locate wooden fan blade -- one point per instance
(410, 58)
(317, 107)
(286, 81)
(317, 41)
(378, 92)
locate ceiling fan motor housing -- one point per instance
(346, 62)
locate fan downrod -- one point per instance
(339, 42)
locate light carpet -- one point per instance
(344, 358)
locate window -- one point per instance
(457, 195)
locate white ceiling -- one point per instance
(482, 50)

==========

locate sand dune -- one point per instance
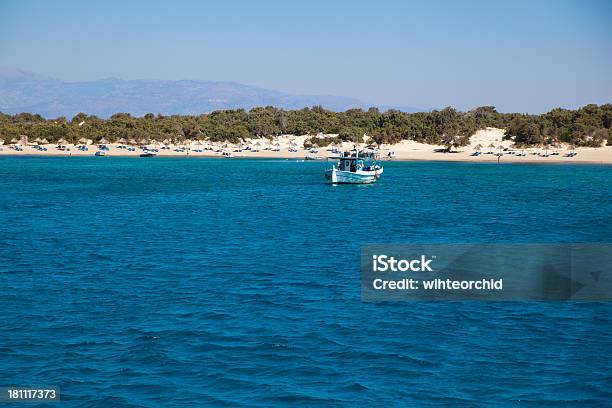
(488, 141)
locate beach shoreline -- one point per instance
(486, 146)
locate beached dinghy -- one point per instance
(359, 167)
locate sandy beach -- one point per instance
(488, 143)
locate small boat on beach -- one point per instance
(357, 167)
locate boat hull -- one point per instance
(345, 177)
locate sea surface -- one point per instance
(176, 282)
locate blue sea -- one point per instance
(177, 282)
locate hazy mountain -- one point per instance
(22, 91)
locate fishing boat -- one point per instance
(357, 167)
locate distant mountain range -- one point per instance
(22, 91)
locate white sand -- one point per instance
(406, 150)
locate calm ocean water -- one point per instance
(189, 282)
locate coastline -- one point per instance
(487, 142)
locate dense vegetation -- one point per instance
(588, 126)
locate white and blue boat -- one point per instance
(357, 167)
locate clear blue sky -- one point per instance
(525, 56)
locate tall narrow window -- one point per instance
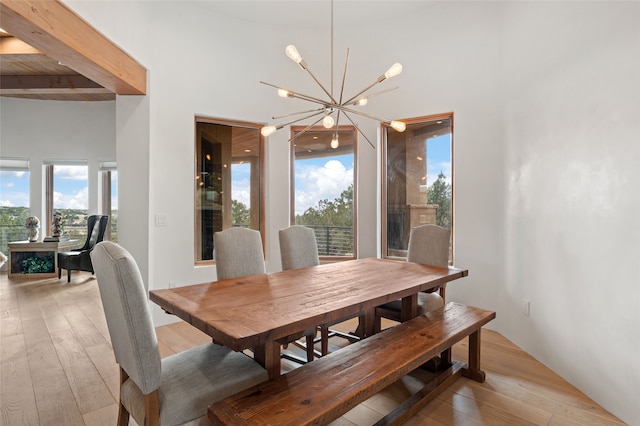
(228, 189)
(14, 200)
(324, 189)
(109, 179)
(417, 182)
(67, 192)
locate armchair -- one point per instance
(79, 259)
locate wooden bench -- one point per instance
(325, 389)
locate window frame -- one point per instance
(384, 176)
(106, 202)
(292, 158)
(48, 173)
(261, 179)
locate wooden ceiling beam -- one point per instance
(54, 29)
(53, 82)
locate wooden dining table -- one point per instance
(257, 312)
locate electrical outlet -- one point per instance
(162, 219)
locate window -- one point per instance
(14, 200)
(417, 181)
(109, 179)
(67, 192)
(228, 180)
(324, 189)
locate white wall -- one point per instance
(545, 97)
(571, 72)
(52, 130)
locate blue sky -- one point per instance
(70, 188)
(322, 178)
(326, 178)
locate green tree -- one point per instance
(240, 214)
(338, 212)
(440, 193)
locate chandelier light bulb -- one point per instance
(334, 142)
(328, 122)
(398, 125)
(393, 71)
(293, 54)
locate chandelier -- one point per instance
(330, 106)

==========

[Exercise task]
Count the lines in the entries above that contain the word "chandelier". Reply with the number alone.

[The reply]
2